== Exercise ==
For this exercise, set down all the records exactly as given.

== Exercise data ==
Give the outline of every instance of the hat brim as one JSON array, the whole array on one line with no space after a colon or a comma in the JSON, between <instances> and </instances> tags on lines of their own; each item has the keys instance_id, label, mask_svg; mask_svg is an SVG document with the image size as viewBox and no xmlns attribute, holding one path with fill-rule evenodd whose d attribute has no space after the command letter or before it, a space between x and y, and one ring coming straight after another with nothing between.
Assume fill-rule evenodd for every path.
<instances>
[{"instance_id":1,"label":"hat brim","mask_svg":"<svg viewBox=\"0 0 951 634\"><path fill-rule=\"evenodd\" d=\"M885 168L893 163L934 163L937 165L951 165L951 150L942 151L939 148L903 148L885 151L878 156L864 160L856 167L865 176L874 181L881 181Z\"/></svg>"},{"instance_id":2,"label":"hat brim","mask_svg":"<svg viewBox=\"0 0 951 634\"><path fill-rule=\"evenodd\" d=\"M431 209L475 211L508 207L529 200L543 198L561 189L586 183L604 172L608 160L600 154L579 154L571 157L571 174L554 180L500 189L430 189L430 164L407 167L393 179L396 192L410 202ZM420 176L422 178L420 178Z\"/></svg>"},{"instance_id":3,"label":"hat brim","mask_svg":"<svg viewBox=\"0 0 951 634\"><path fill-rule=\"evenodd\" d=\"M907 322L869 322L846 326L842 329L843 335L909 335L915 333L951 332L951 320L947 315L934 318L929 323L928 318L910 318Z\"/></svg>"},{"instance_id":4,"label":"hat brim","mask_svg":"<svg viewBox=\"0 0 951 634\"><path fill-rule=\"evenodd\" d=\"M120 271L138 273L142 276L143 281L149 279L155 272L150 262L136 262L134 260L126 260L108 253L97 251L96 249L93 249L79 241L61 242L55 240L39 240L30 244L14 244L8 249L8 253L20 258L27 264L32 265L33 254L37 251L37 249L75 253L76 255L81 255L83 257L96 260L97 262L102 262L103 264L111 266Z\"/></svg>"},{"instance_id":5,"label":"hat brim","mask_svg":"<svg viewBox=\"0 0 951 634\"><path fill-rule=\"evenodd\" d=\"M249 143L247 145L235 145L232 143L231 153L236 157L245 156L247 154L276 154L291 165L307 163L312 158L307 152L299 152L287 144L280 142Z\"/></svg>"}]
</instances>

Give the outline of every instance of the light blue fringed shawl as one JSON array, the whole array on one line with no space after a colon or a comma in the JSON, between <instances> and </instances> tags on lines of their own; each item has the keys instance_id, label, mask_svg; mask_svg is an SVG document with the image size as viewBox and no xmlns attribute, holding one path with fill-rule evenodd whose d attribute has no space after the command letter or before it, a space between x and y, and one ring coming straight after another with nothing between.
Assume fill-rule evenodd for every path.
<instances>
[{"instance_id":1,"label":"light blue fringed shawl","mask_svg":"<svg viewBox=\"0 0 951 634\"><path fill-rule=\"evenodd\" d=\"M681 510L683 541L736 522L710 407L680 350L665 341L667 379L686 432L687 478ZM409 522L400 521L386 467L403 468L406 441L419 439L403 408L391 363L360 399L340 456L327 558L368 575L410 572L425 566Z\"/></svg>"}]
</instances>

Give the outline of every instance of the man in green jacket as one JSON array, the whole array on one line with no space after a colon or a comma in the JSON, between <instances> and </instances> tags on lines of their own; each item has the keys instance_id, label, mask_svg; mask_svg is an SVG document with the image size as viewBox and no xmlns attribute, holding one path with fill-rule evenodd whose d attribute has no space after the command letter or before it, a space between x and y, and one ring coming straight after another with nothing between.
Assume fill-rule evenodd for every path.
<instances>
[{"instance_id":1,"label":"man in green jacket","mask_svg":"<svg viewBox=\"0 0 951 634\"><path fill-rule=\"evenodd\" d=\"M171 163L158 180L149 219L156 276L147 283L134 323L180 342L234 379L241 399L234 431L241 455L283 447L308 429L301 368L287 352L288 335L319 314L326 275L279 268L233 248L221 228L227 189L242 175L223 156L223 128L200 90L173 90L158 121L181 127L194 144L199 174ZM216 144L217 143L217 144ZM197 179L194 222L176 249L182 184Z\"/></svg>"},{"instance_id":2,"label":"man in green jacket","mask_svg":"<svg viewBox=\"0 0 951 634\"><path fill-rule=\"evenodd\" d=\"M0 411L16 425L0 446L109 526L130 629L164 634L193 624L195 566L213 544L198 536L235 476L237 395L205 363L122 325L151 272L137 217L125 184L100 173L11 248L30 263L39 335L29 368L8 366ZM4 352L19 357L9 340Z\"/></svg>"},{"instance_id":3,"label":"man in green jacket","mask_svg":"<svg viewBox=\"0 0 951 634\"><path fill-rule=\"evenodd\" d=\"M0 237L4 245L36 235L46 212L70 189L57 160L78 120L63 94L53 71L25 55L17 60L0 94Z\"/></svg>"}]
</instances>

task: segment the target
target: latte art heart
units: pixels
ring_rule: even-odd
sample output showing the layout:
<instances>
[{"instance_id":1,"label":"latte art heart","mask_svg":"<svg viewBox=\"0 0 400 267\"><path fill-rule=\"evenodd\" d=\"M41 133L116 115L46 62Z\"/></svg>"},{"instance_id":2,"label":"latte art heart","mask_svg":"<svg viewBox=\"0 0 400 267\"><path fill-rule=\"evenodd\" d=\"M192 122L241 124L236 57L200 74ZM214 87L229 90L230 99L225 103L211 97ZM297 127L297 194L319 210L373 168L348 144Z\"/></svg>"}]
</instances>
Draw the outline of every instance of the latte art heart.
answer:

== Result of this task ==
Give the outline of every instance of the hat brim as one JSON array, the whole array on one line with no space after a colon or a comma in the JSON, between <instances> and </instances> tags on lines of their own; each item has the keys instance_id, label, mask_svg; mask_svg is an SVG document with the image size as viewBox and no xmlns attribute, holding one path with fill-rule evenodd whose d attribute has no space after the command letter or before it, a space between x and y, and one ring coming straight after another with nothing between.
Assume fill-rule evenodd for every path.
<instances>
[{"instance_id":1,"label":"hat brim","mask_svg":"<svg viewBox=\"0 0 951 634\"><path fill-rule=\"evenodd\" d=\"M885 168L893 163L934 163L937 165L951 165L951 150L942 151L939 148L903 148L885 151L878 156L864 160L856 167L865 176L874 181L881 181Z\"/></svg>"},{"instance_id":2,"label":"hat brim","mask_svg":"<svg viewBox=\"0 0 951 634\"><path fill-rule=\"evenodd\" d=\"M431 209L475 211L508 207L529 200L543 198L561 189L586 183L604 172L608 160L600 154L579 154L571 157L571 174L554 180L500 189L430 189L430 164L407 167L393 179L396 192L410 202ZM420 176L422 178L420 178Z\"/></svg>"},{"instance_id":3,"label":"hat brim","mask_svg":"<svg viewBox=\"0 0 951 634\"><path fill-rule=\"evenodd\" d=\"M907 322L869 322L846 326L842 329L843 335L909 335L915 333L951 332L951 320L947 315L934 318L929 323L928 318L910 318Z\"/></svg>"},{"instance_id":4,"label":"hat brim","mask_svg":"<svg viewBox=\"0 0 951 634\"><path fill-rule=\"evenodd\" d=\"M120 271L138 273L142 276L143 281L149 279L155 272L150 262L136 262L134 260L126 260L108 253L97 251L96 249L93 249L79 241L61 242L55 240L39 240L30 244L14 244L8 249L8 253L20 258L27 264L32 265L33 254L37 251L37 249L75 253L76 255L81 255L83 257L96 260L97 262L102 262L103 264L111 266Z\"/></svg>"},{"instance_id":5,"label":"hat brim","mask_svg":"<svg viewBox=\"0 0 951 634\"><path fill-rule=\"evenodd\" d=\"M249 143L247 145L235 145L232 143L231 153L236 157L245 156L247 154L276 154L291 165L307 163L312 158L307 152L299 152L287 144L280 142Z\"/></svg>"}]
</instances>

Give the outline of every instance of the light blue fringed shawl as one JSON array, the whole array on one line with no space after a colon or a comma in the JSON, between <instances> and </instances> tags on lines of their own; each item has the keys instance_id, label, mask_svg; mask_svg is an SVG document with the image size as viewBox and no xmlns attribute, holding one path with fill-rule evenodd whose d attribute has no space after the command letter or before it, a space between x and y, and one ring coming straight after another with nothing between.
Assume fill-rule evenodd for every path.
<instances>
[{"instance_id":1,"label":"light blue fringed shawl","mask_svg":"<svg viewBox=\"0 0 951 634\"><path fill-rule=\"evenodd\" d=\"M681 510L683 541L736 522L710 407L680 350L665 341L667 379L686 432L687 478ZM409 522L400 521L386 467L403 468L406 441L419 439L403 408L391 363L360 399L340 456L327 558L368 575L410 572L425 566Z\"/></svg>"}]
</instances>

Give the outline of every instance of the man in green jacket as one JSON array, the whole array on one line with no space after a colon or a comma in the JSON, between <instances> and </instances> tags on lines of their own; each item has the keys instance_id, label, mask_svg; mask_svg is an SVG document with the image size as viewBox and no xmlns attribute, holding one path with fill-rule evenodd whose d attribute has no space after the command letter or before it, a space between x and y, and one ring coming straight after another with nothing between.
Assume fill-rule evenodd for every path.
<instances>
[{"instance_id":1,"label":"man in green jacket","mask_svg":"<svg viewBox=\"0 0 951 634\"><path fill-rule=\"evenodd\" d=\"M171 163L158 180L149 219L156 276L147 283L134 323L180 342L234 379L241 399L234 431L241 455L283 447L308 429L301 368L287 352L288 335L319 314L326 275L279 268L233 248L221 228L227 189L242 175L223 156L223 128L200 90L173 90L158 121L181 127L194 144L199 174ZM216 144L217 143L217 144ZM197 179L194 222L176 249L182 184Z\"/></svg>"},{"instance_id":2,"label":"man in green jacket","mask_svg":"<svg viewBox=\"0 0 951 634\"><path fill-rule=\"evenodd\" d=\"M0 411L16 425L0 446L109 526L130 629L164 634L193 624L195 566L213 544L198 536L235 476L237 395L205 363L122 325L151 272L137 217L125 184L100 173L11 248L30 263L39 335L29 368L8 366ZM4 352L19 357L9 340Z\"/></svg>"},{"instance_id":3,"label":"man in green jacket","mask_svg":"<svg viewBox=\"0 0 951 634\"><path fill-rule=\"evenodd\" d=\"M0 237L4 245L36 235L46 212L70 189L57 160L78 120L63 94L53 71L25 55L17 60L0 94Z\"/></svg>"}]
</instances>

task: segment the target
target: latte art heart
units: pixels
ring_rule: even-odd
sample output showing the layout:
<instances>
[{"instance_id":1,"label":"latte art heart","mask_svg":"<svg viewBox=\"0 0 400 267\"><path fill-rule=\"evenodd\" d=\"M41 133L116 115L46 62Z\"/></svg>"},{"instance_id":2,"label":"latte art heart","mask_svg":"<svg viewBox=\"0 0 400 267\"><path fill-rule=\"evenodd\" d=\"M192 122L241 124L236 57L200 74ZM214 87L229 90L230 99L225 103L211 97ZM297 127L297 194L319 210L373 168L348 144Z\"/></svg>"}]
</instances>
Draw the outline of every instance of the latte art heart.
answer:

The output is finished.